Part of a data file

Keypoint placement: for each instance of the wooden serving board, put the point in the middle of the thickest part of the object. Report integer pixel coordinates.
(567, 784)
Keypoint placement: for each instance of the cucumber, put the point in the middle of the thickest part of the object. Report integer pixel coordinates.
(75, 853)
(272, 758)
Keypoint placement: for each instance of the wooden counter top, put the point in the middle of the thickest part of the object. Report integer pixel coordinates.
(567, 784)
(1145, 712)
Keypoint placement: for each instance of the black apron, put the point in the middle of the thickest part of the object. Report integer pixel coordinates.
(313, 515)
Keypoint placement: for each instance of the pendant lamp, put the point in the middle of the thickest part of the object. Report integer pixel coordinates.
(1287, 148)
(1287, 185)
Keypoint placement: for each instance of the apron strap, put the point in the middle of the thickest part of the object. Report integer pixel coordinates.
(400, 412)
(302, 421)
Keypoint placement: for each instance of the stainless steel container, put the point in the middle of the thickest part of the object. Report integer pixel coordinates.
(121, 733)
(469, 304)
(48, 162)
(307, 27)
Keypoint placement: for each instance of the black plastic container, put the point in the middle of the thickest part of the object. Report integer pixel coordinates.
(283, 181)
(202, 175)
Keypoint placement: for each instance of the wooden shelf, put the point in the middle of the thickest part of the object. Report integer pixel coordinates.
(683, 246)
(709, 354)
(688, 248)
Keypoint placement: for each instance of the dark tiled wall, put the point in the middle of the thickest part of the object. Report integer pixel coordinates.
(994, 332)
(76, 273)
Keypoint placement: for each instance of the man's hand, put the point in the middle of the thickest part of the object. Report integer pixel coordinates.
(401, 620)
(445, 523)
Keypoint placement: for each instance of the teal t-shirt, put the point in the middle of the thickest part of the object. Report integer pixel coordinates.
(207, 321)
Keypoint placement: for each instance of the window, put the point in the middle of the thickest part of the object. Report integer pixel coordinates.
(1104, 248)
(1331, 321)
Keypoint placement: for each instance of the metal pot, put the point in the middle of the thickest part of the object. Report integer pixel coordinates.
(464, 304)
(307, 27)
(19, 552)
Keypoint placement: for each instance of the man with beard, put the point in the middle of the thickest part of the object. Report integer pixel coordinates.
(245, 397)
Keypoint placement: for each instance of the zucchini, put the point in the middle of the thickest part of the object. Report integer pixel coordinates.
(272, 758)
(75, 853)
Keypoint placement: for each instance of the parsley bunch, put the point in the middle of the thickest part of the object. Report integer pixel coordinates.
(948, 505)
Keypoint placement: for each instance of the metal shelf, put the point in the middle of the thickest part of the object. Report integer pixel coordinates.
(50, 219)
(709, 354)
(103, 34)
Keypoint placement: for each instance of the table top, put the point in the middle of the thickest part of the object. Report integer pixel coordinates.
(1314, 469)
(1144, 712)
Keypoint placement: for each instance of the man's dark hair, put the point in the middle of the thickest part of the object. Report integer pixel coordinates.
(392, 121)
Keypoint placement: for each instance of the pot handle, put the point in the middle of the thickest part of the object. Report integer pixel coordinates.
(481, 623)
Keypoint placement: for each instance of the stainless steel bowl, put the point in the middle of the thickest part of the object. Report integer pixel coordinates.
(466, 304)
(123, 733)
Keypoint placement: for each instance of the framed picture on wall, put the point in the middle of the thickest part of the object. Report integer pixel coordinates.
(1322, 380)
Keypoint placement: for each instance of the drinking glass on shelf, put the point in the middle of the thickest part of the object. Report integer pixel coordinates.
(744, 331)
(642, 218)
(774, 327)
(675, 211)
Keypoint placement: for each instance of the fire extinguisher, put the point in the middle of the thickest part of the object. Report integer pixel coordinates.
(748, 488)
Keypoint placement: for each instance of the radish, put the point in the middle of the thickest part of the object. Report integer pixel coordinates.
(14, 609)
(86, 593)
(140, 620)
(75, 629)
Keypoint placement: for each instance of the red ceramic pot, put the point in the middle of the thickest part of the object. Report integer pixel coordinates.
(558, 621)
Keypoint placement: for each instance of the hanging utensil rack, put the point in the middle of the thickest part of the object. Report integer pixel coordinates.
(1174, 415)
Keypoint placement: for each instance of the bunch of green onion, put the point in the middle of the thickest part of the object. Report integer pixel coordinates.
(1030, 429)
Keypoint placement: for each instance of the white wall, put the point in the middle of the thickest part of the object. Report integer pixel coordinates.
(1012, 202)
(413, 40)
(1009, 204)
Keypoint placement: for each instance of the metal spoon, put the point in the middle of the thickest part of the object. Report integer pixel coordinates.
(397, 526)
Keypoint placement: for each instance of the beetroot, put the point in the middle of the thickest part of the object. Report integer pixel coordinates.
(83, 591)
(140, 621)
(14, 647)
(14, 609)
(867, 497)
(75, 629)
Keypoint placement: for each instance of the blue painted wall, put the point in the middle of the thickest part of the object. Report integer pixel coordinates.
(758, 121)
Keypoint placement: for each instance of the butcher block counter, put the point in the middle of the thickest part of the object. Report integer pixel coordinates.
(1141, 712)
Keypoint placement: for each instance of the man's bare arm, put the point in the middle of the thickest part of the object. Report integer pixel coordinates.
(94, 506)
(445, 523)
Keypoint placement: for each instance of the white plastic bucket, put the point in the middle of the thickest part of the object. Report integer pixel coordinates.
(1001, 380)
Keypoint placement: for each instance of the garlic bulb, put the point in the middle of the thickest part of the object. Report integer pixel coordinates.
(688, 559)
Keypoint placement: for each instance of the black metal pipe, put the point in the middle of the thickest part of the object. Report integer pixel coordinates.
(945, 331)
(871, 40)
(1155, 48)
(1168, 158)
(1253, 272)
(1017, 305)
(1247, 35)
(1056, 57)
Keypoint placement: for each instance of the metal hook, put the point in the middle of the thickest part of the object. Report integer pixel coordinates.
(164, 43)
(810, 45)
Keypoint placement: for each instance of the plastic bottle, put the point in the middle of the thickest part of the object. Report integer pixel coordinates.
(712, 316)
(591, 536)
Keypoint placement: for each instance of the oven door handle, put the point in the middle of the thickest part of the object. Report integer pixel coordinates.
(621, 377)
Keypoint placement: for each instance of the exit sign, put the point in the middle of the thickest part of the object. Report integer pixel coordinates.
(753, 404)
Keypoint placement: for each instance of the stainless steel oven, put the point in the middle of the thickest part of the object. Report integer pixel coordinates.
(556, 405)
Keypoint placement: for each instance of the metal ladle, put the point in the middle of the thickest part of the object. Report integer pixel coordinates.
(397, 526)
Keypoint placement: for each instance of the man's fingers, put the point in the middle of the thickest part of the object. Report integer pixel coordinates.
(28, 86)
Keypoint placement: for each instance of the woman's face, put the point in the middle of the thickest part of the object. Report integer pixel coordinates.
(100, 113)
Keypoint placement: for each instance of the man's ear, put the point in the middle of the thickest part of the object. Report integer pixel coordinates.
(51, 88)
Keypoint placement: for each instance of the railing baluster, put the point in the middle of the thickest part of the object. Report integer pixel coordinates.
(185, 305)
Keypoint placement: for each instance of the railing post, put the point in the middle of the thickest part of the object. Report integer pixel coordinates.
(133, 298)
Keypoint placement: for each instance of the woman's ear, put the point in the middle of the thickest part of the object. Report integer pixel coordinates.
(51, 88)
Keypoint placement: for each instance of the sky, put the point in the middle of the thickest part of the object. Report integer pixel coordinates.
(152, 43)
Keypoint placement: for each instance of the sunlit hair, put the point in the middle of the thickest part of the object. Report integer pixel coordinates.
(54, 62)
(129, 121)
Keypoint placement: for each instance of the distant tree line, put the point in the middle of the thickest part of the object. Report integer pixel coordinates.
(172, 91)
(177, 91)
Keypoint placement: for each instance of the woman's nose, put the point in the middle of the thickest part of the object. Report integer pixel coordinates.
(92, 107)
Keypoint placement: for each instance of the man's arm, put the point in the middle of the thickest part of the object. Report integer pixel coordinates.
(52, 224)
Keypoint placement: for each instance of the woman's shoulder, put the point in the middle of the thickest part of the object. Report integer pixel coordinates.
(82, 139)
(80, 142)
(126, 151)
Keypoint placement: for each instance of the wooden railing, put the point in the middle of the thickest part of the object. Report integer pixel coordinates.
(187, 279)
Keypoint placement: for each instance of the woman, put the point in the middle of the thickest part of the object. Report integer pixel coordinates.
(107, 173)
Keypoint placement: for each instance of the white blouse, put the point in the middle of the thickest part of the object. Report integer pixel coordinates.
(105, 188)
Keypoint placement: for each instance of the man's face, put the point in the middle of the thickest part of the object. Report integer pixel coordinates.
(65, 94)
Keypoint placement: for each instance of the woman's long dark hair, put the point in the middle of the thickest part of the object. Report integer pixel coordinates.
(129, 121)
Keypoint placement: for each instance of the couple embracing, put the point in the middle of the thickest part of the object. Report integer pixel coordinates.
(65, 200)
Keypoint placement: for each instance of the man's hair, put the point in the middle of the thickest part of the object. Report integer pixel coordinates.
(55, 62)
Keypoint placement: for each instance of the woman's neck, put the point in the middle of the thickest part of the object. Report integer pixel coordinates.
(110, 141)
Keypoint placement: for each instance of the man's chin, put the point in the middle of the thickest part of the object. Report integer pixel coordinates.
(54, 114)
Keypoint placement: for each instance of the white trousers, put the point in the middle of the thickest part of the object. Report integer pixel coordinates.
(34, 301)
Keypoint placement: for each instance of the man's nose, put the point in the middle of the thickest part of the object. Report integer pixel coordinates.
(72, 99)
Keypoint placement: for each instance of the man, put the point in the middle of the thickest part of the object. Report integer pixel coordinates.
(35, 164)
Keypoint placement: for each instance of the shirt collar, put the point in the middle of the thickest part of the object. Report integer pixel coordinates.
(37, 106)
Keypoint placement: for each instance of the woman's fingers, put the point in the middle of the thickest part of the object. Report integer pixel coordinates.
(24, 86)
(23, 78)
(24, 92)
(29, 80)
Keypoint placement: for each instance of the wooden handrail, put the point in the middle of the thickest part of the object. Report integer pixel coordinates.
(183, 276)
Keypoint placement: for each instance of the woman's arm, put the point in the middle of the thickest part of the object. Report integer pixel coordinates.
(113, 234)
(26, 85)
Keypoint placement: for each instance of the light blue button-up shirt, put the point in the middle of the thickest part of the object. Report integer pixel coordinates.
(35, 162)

### Set task
Find the line containing "Keypoint placement: for each instance of the shirt", then output it and every line after it to the end of the data, exactly.

### Response below
Keypoint placement: for each instance of the shirt collar, put the point in the middle of the thickest part of the object. Report integer pixel coordinates.
(37, 106)
Keypoint placement: for each instance of the woman's fingers, put the point in the middle of the thickest part of the object. Report integer pixel coordinates.
(24, 86)
(23, 78)
(24, 92)
(29, 80)
Keypoint placement: for each instance of the wooden handrail, put the point in the middle of the thickest part of the object. Report integer pixel coordinates.
(183, 276)
Keypoint placement: for each instance of the woman's arm, put the point in the middle of the thickest part of the object. Report integer pixel coordinates.
(113, 234)
(26, 85)
Keypoint placement: for each instance of the light blue button-up shirt, put the point in the middle of the thickest part of the object. Report integer pixel coordinates.
(35, 162)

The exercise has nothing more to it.